[Point-per-instance localization data]
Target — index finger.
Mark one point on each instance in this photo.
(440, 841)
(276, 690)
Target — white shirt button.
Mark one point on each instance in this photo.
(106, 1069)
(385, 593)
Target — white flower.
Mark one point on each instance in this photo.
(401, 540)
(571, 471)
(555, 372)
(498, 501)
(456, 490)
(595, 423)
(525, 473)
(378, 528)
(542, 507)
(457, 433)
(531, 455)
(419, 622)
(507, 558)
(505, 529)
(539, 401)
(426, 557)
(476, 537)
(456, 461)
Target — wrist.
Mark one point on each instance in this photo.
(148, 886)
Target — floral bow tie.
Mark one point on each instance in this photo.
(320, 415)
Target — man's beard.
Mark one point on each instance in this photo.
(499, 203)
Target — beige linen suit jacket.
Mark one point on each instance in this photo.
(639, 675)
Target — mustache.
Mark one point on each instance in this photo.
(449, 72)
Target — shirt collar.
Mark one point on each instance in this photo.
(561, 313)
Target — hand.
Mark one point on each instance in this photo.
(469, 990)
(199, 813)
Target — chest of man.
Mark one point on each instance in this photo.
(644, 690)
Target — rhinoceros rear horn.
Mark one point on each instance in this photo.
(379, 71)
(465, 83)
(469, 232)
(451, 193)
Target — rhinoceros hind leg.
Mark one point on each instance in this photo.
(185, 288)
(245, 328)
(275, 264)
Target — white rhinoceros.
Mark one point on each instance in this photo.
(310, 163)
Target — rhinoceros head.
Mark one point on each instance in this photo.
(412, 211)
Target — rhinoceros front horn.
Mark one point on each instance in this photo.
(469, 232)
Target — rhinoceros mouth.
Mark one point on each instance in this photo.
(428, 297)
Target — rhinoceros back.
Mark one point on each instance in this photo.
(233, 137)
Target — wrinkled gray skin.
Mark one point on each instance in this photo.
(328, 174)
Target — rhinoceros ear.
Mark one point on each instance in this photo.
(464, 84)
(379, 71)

■ **Goal of the exercise**
Go over the entries above and tally the lines holding "white"; please answer with the number alone.

■ **Response box**
3